==== Given information ====

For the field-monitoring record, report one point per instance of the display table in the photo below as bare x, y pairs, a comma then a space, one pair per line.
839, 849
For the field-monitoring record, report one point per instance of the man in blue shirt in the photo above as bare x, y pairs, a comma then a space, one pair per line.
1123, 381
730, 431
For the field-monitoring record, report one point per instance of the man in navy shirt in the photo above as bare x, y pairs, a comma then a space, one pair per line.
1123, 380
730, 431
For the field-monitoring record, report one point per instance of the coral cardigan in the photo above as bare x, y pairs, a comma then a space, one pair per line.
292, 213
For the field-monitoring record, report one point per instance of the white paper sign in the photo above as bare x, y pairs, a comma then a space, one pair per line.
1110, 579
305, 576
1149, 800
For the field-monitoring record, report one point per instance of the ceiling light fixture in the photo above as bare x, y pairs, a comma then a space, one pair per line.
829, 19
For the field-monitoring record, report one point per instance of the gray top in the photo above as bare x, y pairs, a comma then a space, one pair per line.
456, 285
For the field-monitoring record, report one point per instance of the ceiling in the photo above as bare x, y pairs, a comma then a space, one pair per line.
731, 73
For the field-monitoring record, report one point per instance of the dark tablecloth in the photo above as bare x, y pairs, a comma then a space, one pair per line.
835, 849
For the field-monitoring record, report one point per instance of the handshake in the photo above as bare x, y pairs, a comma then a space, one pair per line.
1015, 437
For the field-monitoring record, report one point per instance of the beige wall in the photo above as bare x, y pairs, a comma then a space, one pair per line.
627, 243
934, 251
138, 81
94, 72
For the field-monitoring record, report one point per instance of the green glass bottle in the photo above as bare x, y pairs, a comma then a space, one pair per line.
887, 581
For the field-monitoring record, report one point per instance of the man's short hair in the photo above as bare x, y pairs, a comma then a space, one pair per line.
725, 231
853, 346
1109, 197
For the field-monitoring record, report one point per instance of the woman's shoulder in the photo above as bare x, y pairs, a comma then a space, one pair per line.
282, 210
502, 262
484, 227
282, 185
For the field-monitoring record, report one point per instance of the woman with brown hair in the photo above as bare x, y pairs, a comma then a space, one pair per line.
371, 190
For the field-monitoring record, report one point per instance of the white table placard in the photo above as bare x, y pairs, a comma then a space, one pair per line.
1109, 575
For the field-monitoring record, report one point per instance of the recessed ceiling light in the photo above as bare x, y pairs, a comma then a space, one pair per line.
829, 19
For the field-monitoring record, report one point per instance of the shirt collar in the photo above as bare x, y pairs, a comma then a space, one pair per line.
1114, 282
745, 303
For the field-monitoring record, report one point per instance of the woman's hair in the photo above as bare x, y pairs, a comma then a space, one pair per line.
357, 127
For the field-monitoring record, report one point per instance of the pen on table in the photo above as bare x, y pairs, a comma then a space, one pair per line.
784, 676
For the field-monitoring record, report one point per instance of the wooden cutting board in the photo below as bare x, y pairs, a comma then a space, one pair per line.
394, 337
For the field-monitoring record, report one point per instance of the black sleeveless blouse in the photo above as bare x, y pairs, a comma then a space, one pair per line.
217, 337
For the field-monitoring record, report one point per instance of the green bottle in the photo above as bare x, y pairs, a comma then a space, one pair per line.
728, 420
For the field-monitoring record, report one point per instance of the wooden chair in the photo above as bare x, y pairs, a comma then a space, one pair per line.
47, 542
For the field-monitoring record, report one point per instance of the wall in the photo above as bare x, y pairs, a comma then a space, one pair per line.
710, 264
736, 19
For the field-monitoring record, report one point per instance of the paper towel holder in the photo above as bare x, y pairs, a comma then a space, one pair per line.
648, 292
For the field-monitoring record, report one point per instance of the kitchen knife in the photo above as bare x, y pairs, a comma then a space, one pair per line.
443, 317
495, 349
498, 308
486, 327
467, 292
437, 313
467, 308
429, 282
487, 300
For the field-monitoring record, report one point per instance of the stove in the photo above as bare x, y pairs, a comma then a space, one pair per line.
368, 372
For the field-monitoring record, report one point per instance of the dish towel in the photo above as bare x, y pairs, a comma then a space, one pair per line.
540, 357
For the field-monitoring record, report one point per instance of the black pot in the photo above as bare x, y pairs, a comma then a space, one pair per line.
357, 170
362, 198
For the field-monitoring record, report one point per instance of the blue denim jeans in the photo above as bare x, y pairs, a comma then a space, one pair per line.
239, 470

====

Each line of the material above should be restated word for word.

For the field-monitoring record, report one point per instance of the display table in the photo below as bare x, y pairs, a comma then a space, one pair per line.
839, 849
For the field-monitoring record, report one point per instance of the man in blue shirt in the photo above as bare x, y pairs, a comma then a space, one pair per line.
1123, 381
730, 431
For the field-monitoring record, report one point per instance of the man in navy shirt in the photo above as bare x, y pairs, a comma then a space, one pair per line.
1123, 380
730, 431
For the field-monitoring record, report one point per instance of the coral cardigan in the photo above as bare x, y pairs, a comma then a space, one pair per line.
292, 213
For the field-monitoring record, report one point per instance of the white paper sign in the photo above as bare x, y pairs, a comma then a space, one pair per line.
1110, 579
305, 576
1149, 800
For the field-monitoring record, report one point per instance of the ceiling light fixture in the photo above as bare x, y pairs, a comma then a space, one pair per line.
829, 19
For the field-monitoring record, report one point per instance of the gray top in the photo above as bare x, y pairs, a comma then a space, one pair per line.
456, 285
For the field-monitoring record, report one point per instance of the ceiling in the photo above as bare x, y pairs, a comma then a space, one pair per line.
731, 73
For the field-monitoring record, report one point per instance of the dark tablecloth in the photo above as bare x, y pairs, a comma then a space, one pair per line.
835, 849
For the field-monitoring record, report one point per instance of the handshake in the photo above as bare x, y pairs, a comma then a space, one pair per line.
1015, 437
For the field-monitoring record, report one point per instance of the beige wall in the photo above as bare x, y pairs, a comma then a space, one pair per line.
627, 243
934, 251
138, 81
94, 72
For the field-monitoring record, report one point per instance of the green glass bottle in the photo above as bare x, y pairs, a comma then a space, one pair per line.
887, 581
For the field-monitoring record, report one point per instance of the man's short hair in the photo above as bare x, y pairs, a comma then a space, one pair per line.
725, 231
853, 346
1109, 197
For the field-monitoring record, report one point per instance of the woman's shoulder in the photo above as bare x, y pairs, a comma then a space, one pair per line.
282, 210
502, 262
484, 227
282, 185
For the field-monitoring record, report one point per instance of the woman with brown hair in the photo above as bare x, y pairs, a comma then a space, one pair per line.
371, 190
For the field-monitoring record, report one point per instance of the white table placard in the photo above as bare x, y pairs, a comma then a space, one pair per line.
1109, 575
For the field-monitoring record, report one point per instance of the recessed ceiling light in the photo above as bare x, y pairs, a comma then a space, one pair per line.
829, 19
For the field-monitoring record, report one point per instance of the shirt collar in the photo above as bare x, y pairs, a comma then a space, one pair per line.
1114, 282
745, 303
For the field-monitoring record, report one point per instance of the woman's hair in the photo above as bare x, y pairs, a comma then a space, one pair per line.
357, 127
For the field-monitoring record, report one point per instance of the pen on table in the photo above as bare x, y pairs, a comma then a space, one pair per line.
784, 676
For the field-monitoring record, report one point per instance of the wooden cutting board in the photo below as bare x, y pairs, a comma then a space, one pair per line.
394, 337
For the field-monitoring record, report one point per instance of the black sleeveless blouse in the photo above as bare x, y pairs, a comma then a space, one pair per line.
217, 337
For the field-monitoring record, report one point per instance of the green bottle in the photo above as bare x, y pairs, a comma then a space, one pair per line.
728, 420
For the field-monitoring record, report one point per instance of the wooden chair in the photo above as bare x, y pairs, a comma then a space, one pair per line.
47, 542
For the field-monitoring record, report one point per instance of the wall in the photo above as bare x, y pairs, a comma then a space, one pair per line.
710, 264
736, 19
For the field-monitoring record, report one point per instance of the paper towel holder in the photo above as bare x, y pairs, a comma then a space, one pair per line.
648, 292
For the field-monitoring record, report one point per instance of the kitchen knife in the photo above as bare x, y pairs, a comma then a space, one pair per line.
443, 317
495, 349
498, 308
486, 327
467, 292
437, 313
467, 308
429, 282
487, 300
For the field-monitoring record, report one point per instance of the stove in the photo above as bare x, y pairs, a comma then a space, one pair per line.
368, 372
For the field-monitoring record, report one point per instance of the dish towel in the photo above as bare x, y pairs, a comma then a space, one pair per line.
540, 357
For the field-monitoring record, report one point per instance of the black pot in the photo above as bare x, y pairs, a comma then a space, one pair per line.
357, 170
362, 198
For the field-monitoring record, report one point per instance of the blue denim jeans in the photo above as bare x, y pairs, a comma then a space, one pair per line.
239, 470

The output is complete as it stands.